Start with the line that holds "Draw boxes around every white shed.". Please copy it and each remaining line below exactly, leaving pictures out.

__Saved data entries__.
********************

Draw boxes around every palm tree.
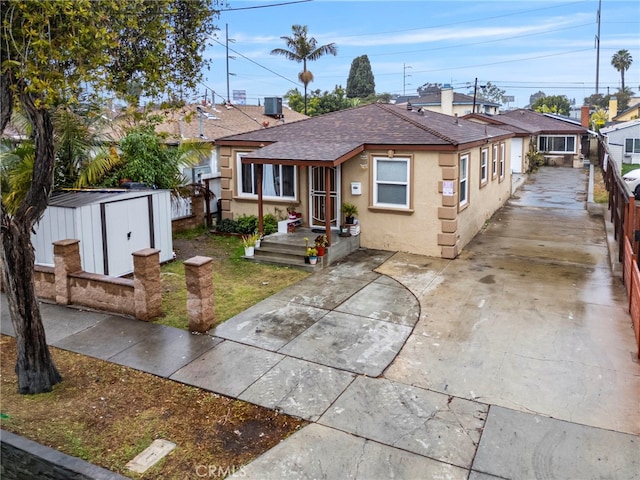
[271,25,337,115]
[611,49,633,91]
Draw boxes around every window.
[499,143,505,180]
[236,152,296,200]
[492,144,498,178]
[459,153,469,207]
[373,157,410,208]
[538,135,576,153]
[480,147,488,185]
[625,138,640,154]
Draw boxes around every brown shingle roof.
[153,103,308,143]
[500,109,587,134]
[218,103,512,164]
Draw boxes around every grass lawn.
[159,229,310,330]
[1,227,311,477]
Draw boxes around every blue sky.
[200,0,640,108]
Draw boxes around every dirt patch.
[0,335,307,479]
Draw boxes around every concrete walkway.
[2,167,639,479]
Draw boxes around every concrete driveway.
[237,167,639,479]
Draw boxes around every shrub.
[215,218,238,233]
[236,214,258,234]
[264,214,278,235]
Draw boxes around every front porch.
[248,227,360,272]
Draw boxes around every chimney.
[608,96,618,122]
[580,105,590,128]
[441,84,454,116]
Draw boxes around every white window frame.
[492,144,498,178]
[480,147,488,186]
[499,143,505,180]
[236,152,297,200]
[538,135,576,154]
[373,156,410,209]
[459,153,469,207]
[625,138,640,154]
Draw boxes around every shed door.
[103,197,151,276]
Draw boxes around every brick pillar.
[184,256,215,333]
[132,248,161,321]
[53,239,82,305]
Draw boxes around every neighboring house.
[464,109,589,172]
[151,99,307,219]
[215,103,514,259]
[402,85,501,116]
[612,100,640,124]
[601,119,640,165]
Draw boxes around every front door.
[309,166,340,229]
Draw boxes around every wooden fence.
[600,137,640,358]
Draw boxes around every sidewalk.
[2,167,639,479]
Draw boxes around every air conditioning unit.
[264,97,283,116]
[184,165,211,184]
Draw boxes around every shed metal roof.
[48,189,163,208]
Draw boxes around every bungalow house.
[464,109,589,172]
[215,103,514,259]
[152,100,308,178]
[600,119,640,165]
[403,85,501,116]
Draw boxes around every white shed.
[32,189,173,277]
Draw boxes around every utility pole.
[226,24,236,104]
[403,64,412,97]
[472,77,478,113]
[595,0,601,94]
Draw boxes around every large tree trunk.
[1,219,62,394]
[0,88,62,394]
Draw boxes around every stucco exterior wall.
[456,141,512,253]
[219,141,512,260]
[341,150,443,257]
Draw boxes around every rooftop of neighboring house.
[612,100,640,123]
[217,103,513,163]
[465,109,588,135]
[600,118,640,134]
[152,102,308,144]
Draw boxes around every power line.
[367,23,593,58]
[337,1,589,39]
[210,37,300,88]
[220,0,312,12]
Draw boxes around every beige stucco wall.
[456,141,512,253]
[220,140,512,259]
[341,150,443,257]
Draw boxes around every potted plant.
[306,246,318,265]
[341,202,358,224]
[241,233,258,257]
[314,234,328,256]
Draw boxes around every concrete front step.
[248,251,323,272]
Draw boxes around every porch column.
[256,164,264,234]
[324,166,332,246]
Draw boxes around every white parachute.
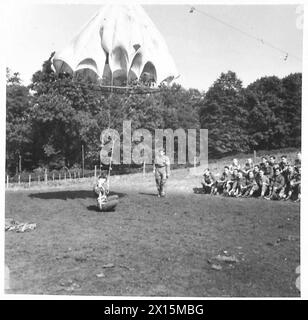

********************

__Exercise solution__.
Draw boxes around every white shed.
[32,189,173,277]
Draw boxes around every utility pole.
[226,24,236,104]
[403,64,412,97]
[472,77,478,113]
[595,0,601,94]
Draw boxes around every large tree trunk.
[1,219,62,394]
[0,88,62,394]
Draw boxes around every stucco exterior wall.
[456,141,512,253]
[219,141,512,260]
[341,150,443,257]
Draw boxes around every rooftop of neighboring house.
[612,100,640,123]
[217,103,513,163]
[465,109,588,135]
[600,118,640,134]
[152,102,308,144]
Draw boxes around every power line.
[367,23,593,58]
[337,1,589,39]
[210,37,300,88]
[220,0,312,12]
Draw boxes around every beige stucco wall.
[456,141,512,253]
[220,140,512,259]
[341,150,443,257]
Draw boxes around every potted plant.
[306,246,318,265]
[341,202,358,224]
[241,233,258,257]
[314,234,328,256]
Draw boxes around every concrete front step.
[248,251,323,272]
Draw boxes around every porch column.
[256,164,264,234]
[324,166,332,246]
Draw boxes around every white parachute.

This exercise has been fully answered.